### What you need to do
Render every line of the items below as a numbered list, omitting blank lines and excluding the pictures.

### Record extracts
- - - - -

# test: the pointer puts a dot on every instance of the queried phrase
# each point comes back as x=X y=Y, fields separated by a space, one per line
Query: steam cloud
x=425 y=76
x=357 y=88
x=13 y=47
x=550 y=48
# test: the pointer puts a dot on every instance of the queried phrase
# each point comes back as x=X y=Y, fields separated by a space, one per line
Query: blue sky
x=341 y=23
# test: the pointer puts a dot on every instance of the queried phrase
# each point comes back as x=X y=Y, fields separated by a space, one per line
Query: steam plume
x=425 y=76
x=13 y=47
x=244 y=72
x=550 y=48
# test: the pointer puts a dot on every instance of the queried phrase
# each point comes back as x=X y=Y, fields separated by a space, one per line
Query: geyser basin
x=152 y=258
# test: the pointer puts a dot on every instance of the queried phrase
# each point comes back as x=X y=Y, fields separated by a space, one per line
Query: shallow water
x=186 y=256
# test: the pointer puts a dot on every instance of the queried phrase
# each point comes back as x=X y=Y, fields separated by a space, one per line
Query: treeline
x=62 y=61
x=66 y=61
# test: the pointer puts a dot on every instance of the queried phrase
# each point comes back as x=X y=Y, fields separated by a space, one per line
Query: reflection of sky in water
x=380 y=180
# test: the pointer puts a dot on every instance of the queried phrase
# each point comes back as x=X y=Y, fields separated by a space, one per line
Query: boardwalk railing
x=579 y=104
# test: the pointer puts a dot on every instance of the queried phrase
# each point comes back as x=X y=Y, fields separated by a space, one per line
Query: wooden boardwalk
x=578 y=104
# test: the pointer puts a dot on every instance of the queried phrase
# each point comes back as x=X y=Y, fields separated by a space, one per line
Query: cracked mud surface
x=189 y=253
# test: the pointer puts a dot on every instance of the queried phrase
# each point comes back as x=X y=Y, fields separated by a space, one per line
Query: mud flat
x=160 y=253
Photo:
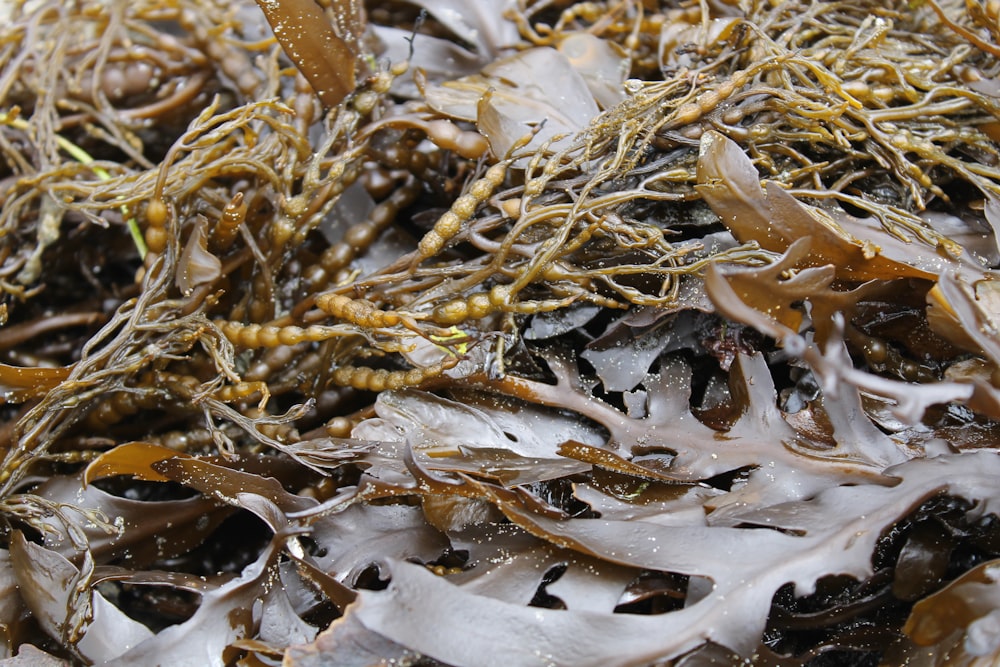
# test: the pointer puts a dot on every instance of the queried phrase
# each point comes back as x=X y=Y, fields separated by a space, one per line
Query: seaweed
x=476 y=333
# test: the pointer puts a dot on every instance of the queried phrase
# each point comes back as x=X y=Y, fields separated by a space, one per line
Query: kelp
x=475 y=333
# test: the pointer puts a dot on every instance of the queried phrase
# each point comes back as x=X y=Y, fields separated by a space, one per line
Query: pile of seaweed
x=480 y=333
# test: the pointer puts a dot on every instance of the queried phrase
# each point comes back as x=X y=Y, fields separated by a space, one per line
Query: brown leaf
x=859 y=250
x=307 y=38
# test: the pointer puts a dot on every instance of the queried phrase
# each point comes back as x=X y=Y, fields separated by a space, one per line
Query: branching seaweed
x=649 y=333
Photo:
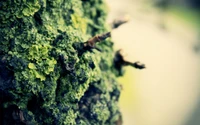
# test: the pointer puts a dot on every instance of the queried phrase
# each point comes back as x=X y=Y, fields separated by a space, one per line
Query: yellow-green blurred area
x=165 y=36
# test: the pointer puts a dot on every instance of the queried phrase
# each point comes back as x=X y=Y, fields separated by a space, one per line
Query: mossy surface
x=41 y=70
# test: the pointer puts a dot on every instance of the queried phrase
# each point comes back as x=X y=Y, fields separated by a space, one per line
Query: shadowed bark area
x=43 y=77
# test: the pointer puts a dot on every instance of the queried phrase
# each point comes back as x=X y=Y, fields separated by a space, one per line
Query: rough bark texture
x=43 y=79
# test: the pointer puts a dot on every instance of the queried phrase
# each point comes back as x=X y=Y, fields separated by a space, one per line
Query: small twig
x=120 y=61
x=91 y=43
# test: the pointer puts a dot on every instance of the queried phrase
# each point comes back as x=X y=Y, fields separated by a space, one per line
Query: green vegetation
x=42 y=74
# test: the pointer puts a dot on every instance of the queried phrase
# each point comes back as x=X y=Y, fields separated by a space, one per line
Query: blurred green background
x=165 y=35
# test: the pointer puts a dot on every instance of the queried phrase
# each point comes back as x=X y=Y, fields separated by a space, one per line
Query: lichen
x=44 y=76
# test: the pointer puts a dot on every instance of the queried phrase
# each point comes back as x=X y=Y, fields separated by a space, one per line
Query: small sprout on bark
x=117 y=22
x=91 y=43
x=119 y=61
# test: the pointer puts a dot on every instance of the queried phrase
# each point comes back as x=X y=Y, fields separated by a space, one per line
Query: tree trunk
x=46 y=75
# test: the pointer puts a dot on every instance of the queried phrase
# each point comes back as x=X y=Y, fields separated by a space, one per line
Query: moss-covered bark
x=43 y=79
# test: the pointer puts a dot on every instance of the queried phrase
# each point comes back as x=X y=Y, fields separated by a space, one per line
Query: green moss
x=47 y=77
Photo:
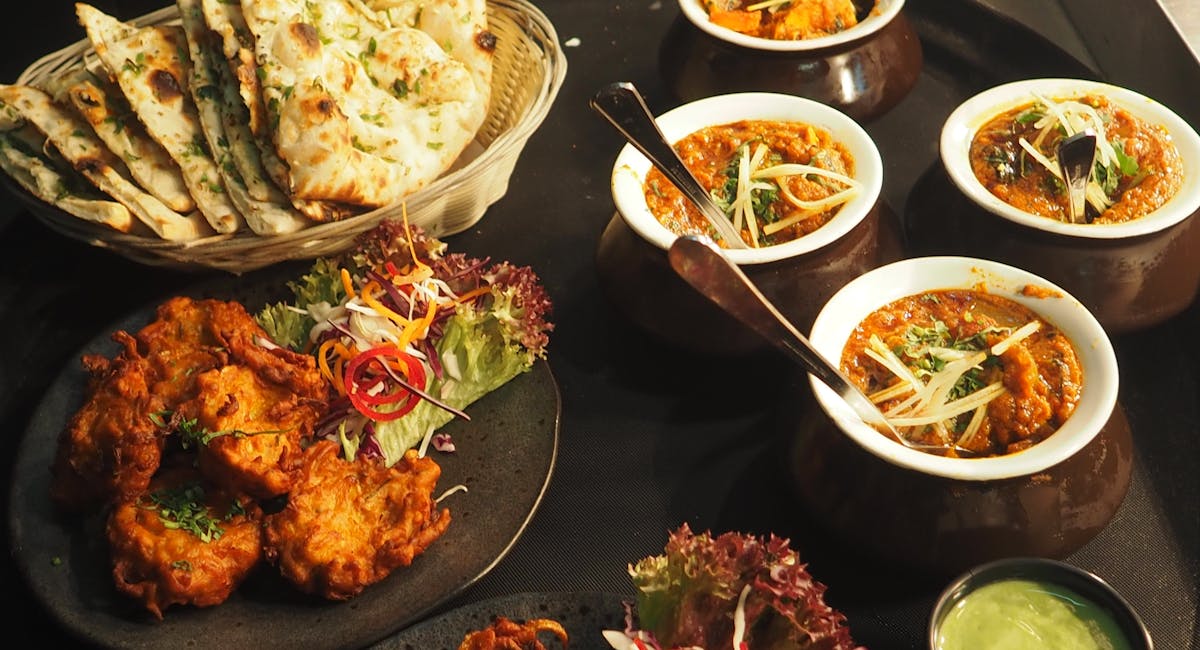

- - - - -

### Response to the exercise
1. # test: the pointer puts a dot on every instance of the queried phrase
2. # each point comes back as x=X y=Y, fields separated by a space, one per line
3. Query: steam cloud
4. x=425 y=76
5. x=357 y=88
6. x=13 y=47
7. x=550 y=48
8. # test: the pointer puts a dot on every instance of the queried phrase
9. # each point comes back as x=X y=Y, fields separated by a space, one per line
10. Query: blue sky
11. x=341 y=23
12. # test: the pointer puts a dot on every instance of the queried phrase
13. # each point comes back as x=X y=Y, fields separated by a space, one per line
14. Query: steam plume
15. x=425 y=76
16. x=13 y=47
17. x=244 y=72
18. x=550 y=48
19. # test: the pointer puts a dot on every instance of the queried phrase
20. # each point comes back as x=X y=Y, fields separated by a space, one per line
21. Query: geyser basin
22. x=152 y=258
23. # test: the pointer puts a dot on every instance of the queried phrase
24. # each point comes back as x=X y=Y, fields separated by a space, one per line
25. Query: shallow water
26. x=186 y=256
27. # test: the pointer puts a dot on every instance of the queried phrase
28. # each point comes back as x=X y=Y, fields separated by a space, one per line
29. Query: treeline
30. x=62 y=61
31. x=66 y=61
32. # test: the pointer puts a dot on every instance of the queried phrase
33. # each point comes back as x=X y=Y, fields separated by a space, one per line
34. Query: reflection of sky in water
35. x=380 y=180
36. # test: the pointer puts a dot on every instance of the queried phrase
37. # each point comes back as x=X y=Y, fields separated by a space, one per line
38. Query: boardwalk railing
39. x=579 y=104
40. # test: the pointer puts a dot on every instance of the queried phrase
41. # each point comes back as x=X y=Y, fields separated by a space, one per line
42. Query: wooden boardwalk
43. x=578 y=104
44. # test: the pointer puts a dot on every instance of the queried phrase
45. # each point comes back as x=X y=Y, fields separated by a space, one per line
46. Query: cracked mud surface
47. x=189 y=253
48. # test: the pointer puts a dot on every instance of the queried phrase
49. # each point comes back as x=X y=Y, fields separated by a space, one per line
50. Query: mud flat
51. x=160 y=253
52. Photo:
53. # test: the pointer puts a dot on every instance of the queried phrase
54. # each point comes back as x=X y=Y, fields separated by a space, one per line
55. Query: seaweed
56. x=476 y=333
57. # test: the pointer puts a dot on every instance of the queried phrase
58. # each point comes back as x=X y=Y, fields separated by a space, one per line
59. Query: kelp
60. x=475 y=333
61. # test: the pointer puts a dot on every instance of the queried phrase
62. # each point comes back as x=X y=Y, fields separated by a space, one per line
63. Query: pile of seaweed
64. x=480 y=333
65. # test: the pointer puts a dot on every instance of the queried phrase
66. # each point comes back as x=X y=Y, fields separated by a space, one per line
67. Query: brown leaf
68. x=859 y=250
69. x=307 y=38
70. # test: the pointer puts a dot on every instance of the queried phrase
71. # each point comes back as x=X y=Y, fields separated by a space, one per line
72. Query: branching seaweed
73. x=649 y=333
74. Photo:
75. # test: the pointer puts a dot on every instance of the queried phrase
76. # each point comes back as x=X y=Y, fields separated by a space, one per line
77. Query: yellow-green blurred area
78. x=165 y=36
79. # test: the pointer puts a dot on every instance of the queried phrase
80. # each point comes back as x=X y=Y, fields separated by a space, one per line
81. Query: mossy surface
82. x=41 y=70
83. # test: the pointer puts a dot on every instance of the queried phrase
84. # each point comes back as x=X y=Y, fields separated by a space, one per line
85. Query: shadowed bark area
86. x=43 y=77
87. # test: the pointer puts a dot on every instance of the queried phrase
88. # each point comes back as x=X y=Y, fields separated by a space, one per line
89. Query: rough bark texture
90. x=43 y=79
91. # test: the pointer puts a dot on every instance of the queried phrase
92. # each point comes back as x=X y=Y, fields separated by a space, one per line
93. Query: small twig
94. x=120 y=61
95. x=91 y=43
96. # test: the pointer puts a dot on every instance of the queried phrase
97. # each point comes back as x=X y=Y, fields separated by a space, one per line
98. Query: green vegetation
99. x=42 y=74
100. # test: the pointer puts a dot on every instance of the queried phrase
101. # each point comes back as x=X y=Y, fields separated by a space, one per line
102. Query: blurred green background
103. x=165 y=35
104. # test: the pointer puts a dot on every instance of the queried phrase
105. # each point comes back as x=X y=Y, fields separated by a space, one per line
106. Query: lichen
107. x=44 y=76
108. # test: the pointer puts a dot on every instance of the queried phrase
109. # each point comes back as x=X y=Y, fields separated by a space, one per line
110. Query: small sprout on bark
111. x=117 y=22
112. x=91 y=43
113. x=119 y=61
114. # test: the pointer puts a dot on every instance of the queried phrase
115. # each point comes back as x=X y=Y, fields separated by a space, one per line
116. Query: tree trunk
117. x=46 y=75
118. # test: the pointer puts a dot on every instance of the queried phrase
119. # each point comes back as x=X y=Y, fields separated by a space, one per line
120. Query: moss-covered bark
121. x=43 y=79
122. # test: the pointer puts a dot on every instance of the queried phrase
123. # each point comes back as x=X y=Y, fields separated by a space, one per line
124. Query: green moss
125. x=47 y=77
126. Photo:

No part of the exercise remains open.